- TASK INPUTS -
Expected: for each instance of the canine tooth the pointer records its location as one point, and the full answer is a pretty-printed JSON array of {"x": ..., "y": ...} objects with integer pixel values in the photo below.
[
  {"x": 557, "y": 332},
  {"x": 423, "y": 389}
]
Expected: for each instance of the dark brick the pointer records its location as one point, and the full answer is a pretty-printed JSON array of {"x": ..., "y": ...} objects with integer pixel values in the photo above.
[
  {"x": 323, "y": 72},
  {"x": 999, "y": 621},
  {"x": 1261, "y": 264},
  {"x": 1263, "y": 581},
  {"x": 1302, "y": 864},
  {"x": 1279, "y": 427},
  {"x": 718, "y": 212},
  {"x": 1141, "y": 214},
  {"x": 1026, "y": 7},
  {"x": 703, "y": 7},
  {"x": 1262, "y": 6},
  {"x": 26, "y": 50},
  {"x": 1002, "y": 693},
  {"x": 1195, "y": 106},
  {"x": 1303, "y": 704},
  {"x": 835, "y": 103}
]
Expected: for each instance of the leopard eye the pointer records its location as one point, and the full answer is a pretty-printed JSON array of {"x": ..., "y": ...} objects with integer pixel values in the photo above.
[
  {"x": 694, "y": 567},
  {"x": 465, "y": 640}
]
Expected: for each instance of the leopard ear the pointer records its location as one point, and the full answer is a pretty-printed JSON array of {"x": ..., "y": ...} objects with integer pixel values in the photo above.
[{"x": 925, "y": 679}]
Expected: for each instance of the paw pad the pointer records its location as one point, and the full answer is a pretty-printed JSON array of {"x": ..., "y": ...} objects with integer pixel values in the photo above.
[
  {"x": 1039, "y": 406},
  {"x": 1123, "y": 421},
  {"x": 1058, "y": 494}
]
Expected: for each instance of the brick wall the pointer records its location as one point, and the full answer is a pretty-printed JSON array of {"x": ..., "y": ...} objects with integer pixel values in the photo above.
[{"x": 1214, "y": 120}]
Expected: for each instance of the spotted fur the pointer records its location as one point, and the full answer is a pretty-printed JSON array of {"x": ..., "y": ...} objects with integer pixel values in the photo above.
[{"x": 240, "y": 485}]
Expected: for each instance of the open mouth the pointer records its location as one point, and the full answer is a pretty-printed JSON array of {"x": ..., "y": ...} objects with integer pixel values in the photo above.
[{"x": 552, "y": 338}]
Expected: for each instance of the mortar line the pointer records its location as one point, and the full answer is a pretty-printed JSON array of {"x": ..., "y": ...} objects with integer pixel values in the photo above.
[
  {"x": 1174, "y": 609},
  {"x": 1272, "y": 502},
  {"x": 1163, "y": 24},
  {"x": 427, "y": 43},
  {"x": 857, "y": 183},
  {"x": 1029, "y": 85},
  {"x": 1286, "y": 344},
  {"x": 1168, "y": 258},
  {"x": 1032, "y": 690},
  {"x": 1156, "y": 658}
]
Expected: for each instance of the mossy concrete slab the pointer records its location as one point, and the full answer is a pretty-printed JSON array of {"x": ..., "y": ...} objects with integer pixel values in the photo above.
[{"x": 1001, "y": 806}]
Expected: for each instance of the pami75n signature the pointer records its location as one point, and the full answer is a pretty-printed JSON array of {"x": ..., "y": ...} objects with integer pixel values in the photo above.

- WHAT YOU HAVE TO DO -
Emit the records above again, exactly, with no line skipped.

- THE RESPONSE -
Expected: for each instance of the canine tooth the pointer records its location as one point, and the full answer is a pretty-printed JSON array of {"x": ..., "y": ...} objects with integer pixel values in the photo below.
[
  {"x": 557, "y": 332},
  {"x": 423, "y": 389}
]
Expected: for each instance of the dark brick the pointer records its location as one point, and the full answer is a pretty-printed JSON array of {"x": ..., "y": ...} objects with integer pixel values in the photo above.
[
  {"x": 323, "y": 72},
  {"x": 999, "y": 621},
  {"x": 1261, "y": 264},
  {"x": 1263, "y": 581},
  {"x": 1302, "y": 864},
  {"x": 1279, "y": 427},
  {"x": 718, "y": 212},
  {"x": 1141, "y": 214},
  {"x": 1026, "y": 7},
  {"x": 703, "y": 7},
  {"x": 1262, "y": 6},
  {"x": 26, "y": 50},
  {"x": 1002, "y": 693},
  {"x": 1195, "y": 106},
  {"x": 1303, "y": 704},
  {"x": 835, "y": 103}
]
Expected: for each instance of the leopard eye the pointer records its location as one point, and the full answer is a pretty-printed JSON array of {"x": ..., "y": ...} objects with integer pixel values in the photo above.
[
  {"x": 694, "y": 567},
  {"x": 465, "y": 640}
]
Expected: for each instance of the leopard ear the pointer records its location as one point, and the full answer is a pretty-printed JSON array of {"x": ..., "y": ...} objects with integer pixel values in the photo above.
[{"x": 925, "y": 679}]
Expected: for each instance of the paw pad the pointer records its location as one point, and the full answer is a pretty-printed JSON array of {"x": ..., "y": ...} objects with integer pixel values in the photo above.
[
  {"x": 1039, "y": 406},
  {"x": 1123, "y": 421},
  {"x": 1058, "y": 494}
]
Expected: for each instance of the brick wall the pointer records its location as one point, and the full answer is a pretty-printed JSON array of {"x": ..., "y": ...} objects with integer pixel values in the photo above.
[{"x": 1214, "y": 120}]
Expected: for each instance of the spotted fur the pointer records its location as one point, and the full answer is a pretty-printed JSON array of {"x": ..., "y": ...} objects with integer pixel values in the photo above.
[{"x": 240, "y": 485}]
Expected: for each instance of the open mouth the pointer records its location as one point, and the full answer is a pretty-printed JSON array of {"x": ..., "y": ...} objects with integer pixel values in the photo above.
[{"x": 552, "y": 338}]
Expected: for each instance of the mortar line the pointer records its location as one point, and the full answer is a pretty-printed JSON array of {"x": ..., "y": ...} objects with integer pixel values in the photo above.
[
  {"x": 1174, "y": 609},
  {"x": 1272, "y": 502},
  {"x": 1163, "y": 24},
  {"x": 427, "y": 43},
  {"x": 857, "y": 183},
  {"x": 1029, "y": 85},
  {"x": 1286, "y": 344},
  {"x": 1168, "y": 258},
  {"x": 1032, "y": 690},
  {"x": 1156, "y": 658}
]
Expected: for each instance of the mossy concrete slab the pointer records its location as one point, and the full answer is a pretty-printed JSON array of {"x": ..., "y": ...} objects with integer pixel values in the photo above.
[{"x": 1001, "y": 806}]
Expected: for each instance of the pami75n signature the pointer records its location as one point, and the full answer is a pretty-printed JSON array of {"x": ..., "y": ...} objects with integer pixel values in the photo above.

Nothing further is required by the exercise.